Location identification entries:
━━━

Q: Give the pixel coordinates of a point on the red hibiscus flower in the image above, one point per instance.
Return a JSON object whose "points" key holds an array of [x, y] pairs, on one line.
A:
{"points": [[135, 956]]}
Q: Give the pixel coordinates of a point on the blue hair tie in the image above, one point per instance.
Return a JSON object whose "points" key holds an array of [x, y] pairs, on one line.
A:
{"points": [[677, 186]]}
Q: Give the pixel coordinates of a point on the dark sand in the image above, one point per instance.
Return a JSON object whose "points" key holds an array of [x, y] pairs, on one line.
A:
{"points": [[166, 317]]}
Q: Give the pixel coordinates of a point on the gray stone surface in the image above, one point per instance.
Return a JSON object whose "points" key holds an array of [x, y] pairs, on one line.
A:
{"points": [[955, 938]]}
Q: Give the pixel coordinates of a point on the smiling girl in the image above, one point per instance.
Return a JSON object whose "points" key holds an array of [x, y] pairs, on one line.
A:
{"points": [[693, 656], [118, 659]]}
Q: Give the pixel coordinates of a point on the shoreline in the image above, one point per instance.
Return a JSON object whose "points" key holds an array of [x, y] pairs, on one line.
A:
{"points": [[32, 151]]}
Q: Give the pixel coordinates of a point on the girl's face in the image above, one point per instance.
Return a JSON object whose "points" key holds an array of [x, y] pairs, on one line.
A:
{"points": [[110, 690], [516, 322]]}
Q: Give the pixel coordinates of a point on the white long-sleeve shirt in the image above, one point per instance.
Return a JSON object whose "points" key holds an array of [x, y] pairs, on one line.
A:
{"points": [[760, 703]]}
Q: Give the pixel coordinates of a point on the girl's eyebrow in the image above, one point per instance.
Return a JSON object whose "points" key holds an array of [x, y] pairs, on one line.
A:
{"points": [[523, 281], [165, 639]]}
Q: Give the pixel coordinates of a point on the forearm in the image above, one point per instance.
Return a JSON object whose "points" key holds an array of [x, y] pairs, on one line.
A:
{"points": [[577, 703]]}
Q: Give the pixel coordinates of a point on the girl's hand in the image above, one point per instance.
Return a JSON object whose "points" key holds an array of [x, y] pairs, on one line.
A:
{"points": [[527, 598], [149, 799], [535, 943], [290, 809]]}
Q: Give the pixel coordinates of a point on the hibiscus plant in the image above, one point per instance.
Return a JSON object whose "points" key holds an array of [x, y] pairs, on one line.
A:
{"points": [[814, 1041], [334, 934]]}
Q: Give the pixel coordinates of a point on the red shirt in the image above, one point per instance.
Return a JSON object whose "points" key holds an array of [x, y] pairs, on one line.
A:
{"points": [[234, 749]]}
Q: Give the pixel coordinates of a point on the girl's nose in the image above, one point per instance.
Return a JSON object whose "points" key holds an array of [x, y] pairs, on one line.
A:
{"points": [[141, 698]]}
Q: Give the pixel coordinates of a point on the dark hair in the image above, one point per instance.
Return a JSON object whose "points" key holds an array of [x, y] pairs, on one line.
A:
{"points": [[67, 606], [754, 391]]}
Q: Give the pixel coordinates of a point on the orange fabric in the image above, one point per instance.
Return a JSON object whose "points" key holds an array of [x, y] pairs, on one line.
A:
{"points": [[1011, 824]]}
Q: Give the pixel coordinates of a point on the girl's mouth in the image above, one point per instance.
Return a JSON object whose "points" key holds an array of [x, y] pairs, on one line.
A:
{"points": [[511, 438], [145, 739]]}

━━━

§ **WHAT YOU ARE ASKED TO DO**
In the listing above, switch each "one point per instance" to "one point per object" and write the whole listing out again with nothing else altered.

§ **ANSWER TO THE PROBLEM**
Q: Give the pixel coordinates of a point on the red hibiscus flower in the image above, one point per object.
Return a JSON object whose "points" key holds an array of [x, y] pairs, on one line.
A:
{"points": [[135, 956]]}
Q: Give the pixel coordinates of a point on the blue hair tie in the image above, one point per object.
Return a JSON object whose "points" key holds an array of [x, y] pairs, on one line.
A:
{"points": [[677, 186]]}
Q: Give the pixel coordinates of a point on the dark sand in the image above, one point per object.
Return a JSON object whose "points" key holds an array of [x, y] pairs, on one line.
A:
{"points": [[166, 317]]}
Q: Give the pixel coordinates of a point on the gray stone surface in the image above, one point per object.
Return a JSON object whose "points" key holds an array of [x, y] pairs, on one line.
A:
{"points": [[955, 938]]}
Q: Give the pixel coordinates of a point on the smiling girl in the image above, one point per object.
Return a JSON object whose "points" key holds an array of [x, y] pairs, on one line.
A:
{"points": [[693, 656], [118, 659]]}
Q: Give the pixel coordinates of a point on the shoreline in the image above, one point per object.
Return a JSON object whose "points" key holds an array of [x, y] pairs, on one line.
A:
{"points": [[32, 151]]}
Q: Give the pixel coordinates of a point on the girl's face in the image above, one point per object.
Return a JSON object whose "points" key holds an array of [x, y] pairs, on one line.
A:
{"points": [[110, 690], [516, 322]]}
Q: Give the pixel coordinates of a point on the white long-sleeve shirt in the image above, one point per object.
Return a JSON object whose "points" key holds an array of [x, y] pairs, on one line.
A:
{"points": [[760, 703]]}
Q: Give the pixel coordinates of a point on the girl's eyebrow in the image above, one point per object.
Return a JSON object whose "points" key holds an array of [x, y] pairs, on one line.
A:
{"points": [[523, 281], [165, 639]]}
Q: Give the pixel coordinates of a point on the forearm in the image above, one point per object.
Return a JSON object whose "points" key holds an array of [x, y] pairs, on one line.
A:
{"points": [[577, 703]]}
Q: Give the pixel coordinates of a point on the girl's hand in the image above, one point per object.
Return a JSON object whose "points" key holds an array of [x, y] pairs, on one line.
A:
{"points": [[527, 598], [149, 799], [535, 943], [290, 809]]}
Q: Give the pixel coordinates of a point on the hibiscus plant in the image above, one point per object.
Return a JSON object whose "points" key holds an array of [x, y] pairs, on one line.
A:
{"points": [[814, 1041], [334, 934]]}
Q: Give the pixel coordinates of a point on the red shirt in the image above, one point per object.
Return a JSON object whose "points" key holds an array of [x, y] pairs, on one line.
A:
{"points": [[234, 749]]}
Q: Give the pixel coordinates of a point on the girl's nose in the image above, one point per object.
Return a JSON object whose "points" key holds an array of [x, y] pairs, on one line.
A:
{"points": [[141, 698]]}
Q: Give the pixel coordinates of a point on the dark hair in the image above, one point per object.
Return a JSON object whose "points" key holds an array of [x, y] pairs, on one line.
A:
{"points": [[67, 606], [754, 391]]}
Q: Give the pixel coordinates of a point on the orange fabric in the image above, one point per object.
Return a JSON object whose "points" key holds an array of [x, y] pairs, on one line.
A:
{"points": [[1011, 824]]}
Q: Give the pixel coordinates of a point on the girl's mouth in the image above, one point per object.
Return a JSON object whose "points" key holds an array of [x, y] pairs, on one line.
A:
{"points": [[511, 438], [145, 739]]}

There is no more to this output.